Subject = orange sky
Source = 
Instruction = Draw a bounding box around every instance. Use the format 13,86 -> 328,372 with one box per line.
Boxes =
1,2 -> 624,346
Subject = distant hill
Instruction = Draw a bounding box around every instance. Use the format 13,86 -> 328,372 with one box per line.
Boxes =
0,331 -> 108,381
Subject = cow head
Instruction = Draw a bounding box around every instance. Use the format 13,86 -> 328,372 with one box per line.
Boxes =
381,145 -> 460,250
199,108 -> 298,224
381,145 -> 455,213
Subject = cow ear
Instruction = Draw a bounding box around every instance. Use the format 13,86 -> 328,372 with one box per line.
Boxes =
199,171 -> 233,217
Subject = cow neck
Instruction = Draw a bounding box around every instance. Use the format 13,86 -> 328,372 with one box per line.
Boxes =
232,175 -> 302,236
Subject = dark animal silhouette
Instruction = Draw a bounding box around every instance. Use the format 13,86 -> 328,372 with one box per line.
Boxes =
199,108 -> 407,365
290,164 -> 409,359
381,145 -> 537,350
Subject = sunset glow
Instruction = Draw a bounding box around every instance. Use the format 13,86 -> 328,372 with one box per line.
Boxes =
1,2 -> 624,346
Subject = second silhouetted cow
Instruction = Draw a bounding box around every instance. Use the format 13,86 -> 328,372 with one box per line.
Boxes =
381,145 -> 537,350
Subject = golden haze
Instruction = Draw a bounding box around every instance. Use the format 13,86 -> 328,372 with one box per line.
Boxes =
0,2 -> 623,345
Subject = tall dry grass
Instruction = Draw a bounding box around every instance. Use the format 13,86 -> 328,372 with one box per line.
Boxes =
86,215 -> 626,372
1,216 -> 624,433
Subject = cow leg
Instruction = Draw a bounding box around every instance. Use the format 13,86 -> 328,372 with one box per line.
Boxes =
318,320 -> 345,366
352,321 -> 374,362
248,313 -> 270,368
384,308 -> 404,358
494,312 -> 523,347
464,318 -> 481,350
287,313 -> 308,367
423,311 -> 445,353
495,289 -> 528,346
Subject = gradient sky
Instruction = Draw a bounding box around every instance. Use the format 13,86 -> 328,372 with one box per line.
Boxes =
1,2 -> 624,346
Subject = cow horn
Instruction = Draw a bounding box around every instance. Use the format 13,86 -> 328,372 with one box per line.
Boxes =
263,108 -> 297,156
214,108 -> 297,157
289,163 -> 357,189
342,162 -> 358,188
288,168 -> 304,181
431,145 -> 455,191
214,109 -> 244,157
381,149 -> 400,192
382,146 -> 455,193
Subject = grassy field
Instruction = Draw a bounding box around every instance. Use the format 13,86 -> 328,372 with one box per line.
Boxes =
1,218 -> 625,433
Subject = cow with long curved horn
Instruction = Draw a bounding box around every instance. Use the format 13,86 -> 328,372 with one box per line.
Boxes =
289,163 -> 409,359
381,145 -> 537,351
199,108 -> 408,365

......

=== Your goal ===
The records must be given again in full, exactly as they were written.

=== Result below ===
Subject = orange sky
Source = 
Instruction = Draw a bounding box around every instance. Use the format 13,86 -> 328,372 with one box per line.
Boxes =
1,2 -> 624,346
Subject = distant hill
Instruction = Draw a bounding box around every instance. Use the format 13,86 -> 328,372 with one box per line.
Boxes =
0,331 -> 108,381
Subject = cow head
Instruction = Draw a bounding box around every instance. Use the format 13,86 -> 328,372 with one box per line.
Boxes =
381,145 -> 460,250
199,108 -> 298,224
381,145 -> 455,213
Subject = cow ear
Instruction = Draw a bounding box around every instance. Use the format 13,86 -> 328,372 with one box per line.
Boxes =
199,171 -> 233,217
Subject = cow neck
Instruction = Draw a bounding box around every instance. Use the format 13,86 -> 328,372 with one box per line.
Boxes =
232,175 -> 302,236
Subject = dark animal silhouette
Instruction = Draw a bounding box around every instance. Use the format 13,86 -> 328,372 with one box per line.
Boxes =
199,108 -> 407,365
290,164 -> 409,359
381,145 -> 537,350
Subject = sunset glow
Instruction = Draw a bounding box around every instance. Use the format 13,86 -> 328,372 with one box per line.
Boxes =
1,2 -> 624,346
Subject = second silhouetted cow
Instruction = Draw a bounding box around every instance. Use the format 13,86 -> 328,372 with one box per line.
Boxes =
381,145 -> 537,350
Subject = golden haze
Instruction = Draw a bounding box around every instance. Use the format 13,86 -> 328,372 with one box per line.
Boxes =
0,2 -> 623,345
Subject = tall dry grass
Instruction = Draw a bounding box around every instance. Use the format 13,86 -> 328,372 with one box per line.
Boxes =
86,215 -> 626,372
1,216 -> 624,433
Subject = cow leg
Instruction = Draw a bounding box around every instance. Use the format 13,86 -> 328,372 with one box per line.
Boxes =
318,320 -> 345,366
352,321 -> 374,362
248,313 -> 270,368
384,308 -> 404,358
494,312 -> 523,347
464,318 -> 481,350
287,313 -> 308,367
423,311 -> 445,353
495,289 -> 528,346
Subject = gradient sky
Instruction = Draw a bounding box around every instance. Use the format 13,86 -> 328,372 with one box per line.
Boxes =
1,2 -> 624,346
Subject = cow horn
Instruction = Draw a bounding box around every instance. Use the format 13,86 -> 328,372 with one box per line.
Boxes =
263,108 -> 297,156
214,108 -> 297,157
289,163 -> 357,189
342,162 -> 358,188
288,168 -> 304,181
431,145 -> 455,191
214,109 -> 244,157
381,149 -> 400,192
382,146 -> 455,193
Subject = grassy field
Instruction = Draw a bounding box around every instance. Use the format 13,86 -> 328,372 with one box per line.
Boxes =
1,218 -> 625,433
Subject = cow with long curved horn
Instruction = Draw a bounding box around every instance. Use the format 13,86 -> 328,372 with one box per line.
Boxes =
289,163 -> 409,359
381,145 -> 537,351
199,108 -> 408,365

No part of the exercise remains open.